>> BEGIN Stored rows

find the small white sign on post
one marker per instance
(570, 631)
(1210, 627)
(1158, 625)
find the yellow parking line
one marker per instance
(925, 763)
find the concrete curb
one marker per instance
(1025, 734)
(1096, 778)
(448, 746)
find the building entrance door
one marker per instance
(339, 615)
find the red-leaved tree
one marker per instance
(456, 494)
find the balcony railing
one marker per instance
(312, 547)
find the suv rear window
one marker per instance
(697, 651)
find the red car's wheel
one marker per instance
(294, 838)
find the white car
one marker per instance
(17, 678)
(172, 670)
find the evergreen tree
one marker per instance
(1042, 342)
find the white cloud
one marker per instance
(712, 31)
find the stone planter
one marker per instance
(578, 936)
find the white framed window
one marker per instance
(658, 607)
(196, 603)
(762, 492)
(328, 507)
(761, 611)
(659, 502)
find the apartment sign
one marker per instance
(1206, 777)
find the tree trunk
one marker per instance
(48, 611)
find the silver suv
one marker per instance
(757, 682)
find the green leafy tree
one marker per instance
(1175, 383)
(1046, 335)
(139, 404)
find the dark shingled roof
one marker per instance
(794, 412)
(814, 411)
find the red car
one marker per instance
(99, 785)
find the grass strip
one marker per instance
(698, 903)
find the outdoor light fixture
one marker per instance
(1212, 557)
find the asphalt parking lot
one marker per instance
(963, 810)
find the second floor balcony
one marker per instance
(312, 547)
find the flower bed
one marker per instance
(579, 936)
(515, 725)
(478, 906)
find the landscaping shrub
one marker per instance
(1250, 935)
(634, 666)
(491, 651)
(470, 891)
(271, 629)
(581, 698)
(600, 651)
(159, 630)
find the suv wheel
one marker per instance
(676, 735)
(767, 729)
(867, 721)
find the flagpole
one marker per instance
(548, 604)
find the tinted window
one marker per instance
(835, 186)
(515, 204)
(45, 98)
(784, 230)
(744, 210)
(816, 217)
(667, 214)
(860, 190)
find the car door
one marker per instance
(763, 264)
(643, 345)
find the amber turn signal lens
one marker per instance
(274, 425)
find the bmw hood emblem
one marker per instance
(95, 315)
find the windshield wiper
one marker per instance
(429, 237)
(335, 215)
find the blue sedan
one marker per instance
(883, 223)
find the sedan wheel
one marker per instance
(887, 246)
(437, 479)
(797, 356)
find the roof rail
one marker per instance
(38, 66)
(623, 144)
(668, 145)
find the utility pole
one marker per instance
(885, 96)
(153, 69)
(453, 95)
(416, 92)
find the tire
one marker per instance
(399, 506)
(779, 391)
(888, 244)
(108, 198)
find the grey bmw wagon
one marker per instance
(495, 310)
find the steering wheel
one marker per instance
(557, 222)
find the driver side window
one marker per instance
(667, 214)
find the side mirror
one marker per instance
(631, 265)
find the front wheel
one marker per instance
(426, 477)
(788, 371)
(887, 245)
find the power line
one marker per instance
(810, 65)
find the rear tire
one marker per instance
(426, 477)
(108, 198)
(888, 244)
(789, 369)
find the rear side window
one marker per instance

>> END Stored rows

**Exercise goal:** Can you reproduce all the material exactly?

**Task output:**
find the small white sign on post
one marker per instance
(570, 631)
(1210, 627)
(1158, 625)
find the yellow parking line
one marker per instance
(925, 763)
find the concrete curb
one marker per instance
(1025, 734)
(1096, 778)
(448, 746)
find the building entrance door
one marker per instance
(339, 615)
find the red-leaved tree
one marker per instance
(456, 494)
find the balcony railing
one marker per instance
(312, 547)
find the suv rear window
one marker per instance
(697, 651)
find the red car's wheel
one marker per instance
(294, 838)
find the white car
one marker per instance
(17, 678)
(172, 670)
find the evergreen tree
one marker per instance
(1042, 342)
find the white cloud
one marker per instance
(712, 31)
find the stone planter
one marker per instance
(578, 936)
find the white framed window
one marker per instance
(658, 607)
(196, 603)
(762, 492)
(328, 507)
(761, 611)
(659, 502)
find the apartment sign
one marker per instance
(1206, 777)
find the tree trunk
one marker per instance
(48, 611)
find the silver suv
one marker per instance
(757, 682)
find the green leafy tree
one marker per instance
(1175, 383)
(1046, 335)
(139, 404)
find the dark shingled roof
one marker per instance
(794, 412)
(814, 411)
find the red car
one marker per instance
(99, 785)
find the grass strip
one marker per instance
(698, 903)
find the outdoor light fixture
one marker per instance
(1212, 557)
find the asphalt parking lot
one marker per instance
(963, 810)
find the second floor balcony
one marker per instance
(312, 547)
find the flower bed
one marker per instance
(579, 936)
(515, 725)
(478, 906)
find the landscaping shrub
one marker per instance
(1250, 935)
(634, 666)
(491, 651)
(470, 891)
(271, 629)
(581, 698)
(600, 651)
(159, 630)
find the suv wheel
one marker per instance
(676, 735)
(767, 729)
(867, 721)
find the flagpole
one marker per instance
(548, 604)
find the tinted window
one marker per instance
(835, 186)
(515, 204)
(45, 98)
(784, 230)
(744, 210)
(816, 217)
(667, 214)
(860, 190)
find the car door
one marker per instance
(763, 264)
(643, 345)
find the amber turn signal lens
one marker per instance
(274, 425)
find the bmw hood emblem
one marker per instance
(95, 315)
find the windshield wiper
one marker per instance
(429, 237)
(335, 215)
find the blue sedan
one marker per instance
(883, 223)
find the sedan wheel
one marker per instance
(887, 246)
(437, 479)
(797, 356)
find the roof rail
one marker per instance
(38, 66)
(623, 144)
(668, 145)
find the utility pole
one marker per instance
(885, 96)
(153, 69)
(453, 95)
(416, 92)
find the tire
one marker per instance
(399, 506)
(779, 391)
(888, 244)
(108, 198)
find the grey bmw wagon
one marker per instance
(495, 310)
find the steering wheel
one marker per instance
(557, 222)
find the driver side window
one marker per instance
(667, 214)
find the side mirror
one marker per instance
(631, 265)
find the front wheel
one marker per instance
(426, 477)
(788, 371)
(887, 245)
find the power line
one marker per instance
(810, 65)
find the rear tire
one marker per instance
(426, 477)
(108, 198)
(888, 244)
(789, 369)
find the rear side window
one marker per instance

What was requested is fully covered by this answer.